-- start of Input data --

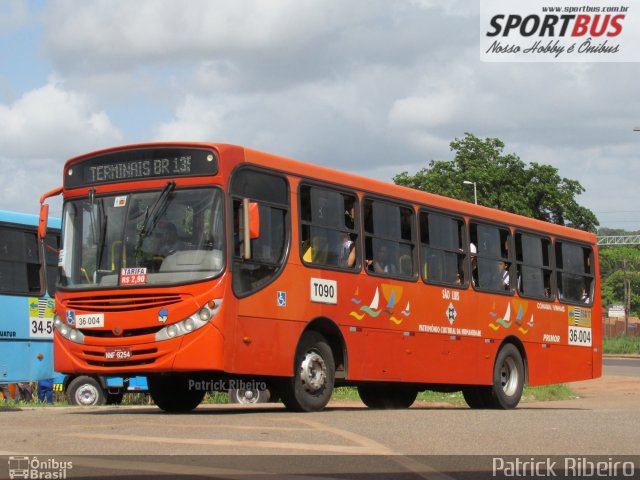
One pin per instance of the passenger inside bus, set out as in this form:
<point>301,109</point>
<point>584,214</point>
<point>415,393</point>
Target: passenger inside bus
<point>382,261</point>
<point>166,239</point>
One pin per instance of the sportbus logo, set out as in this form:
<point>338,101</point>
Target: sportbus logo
<point>560,30</point>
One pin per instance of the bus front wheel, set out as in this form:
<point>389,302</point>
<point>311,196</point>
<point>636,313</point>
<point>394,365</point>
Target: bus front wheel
<point>310,388</point>
<point>85,391</point>
<point>174,393</point>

-- end of Input data --

(What you have to do) Reproduce the listing above line for line, with no changes, but leave out the pictures.

(Response to this exercise)
One pin per instance of the passenger inside bus, set out as in this form:
<point>301,109</point>
<point>584,214</point>
<point>415,393</point>
Target: passenger inside bus
<point>382,261</point>
<point>166,239</point>
One pin per instance of the sportbus logo, set out as in this form:
<point>338,101</point>
Target: sportbus logo
<point>560,30</point>
One pin per instance of the bus front wheel, set out as in this form:
<point>389,302</point>
<point>311,196</point>
<point>636,313</point>
<point>394,365</point>
Target: bus front wheel
<point>310,388</point>
<point>85,391</point>
<point>174,393</point>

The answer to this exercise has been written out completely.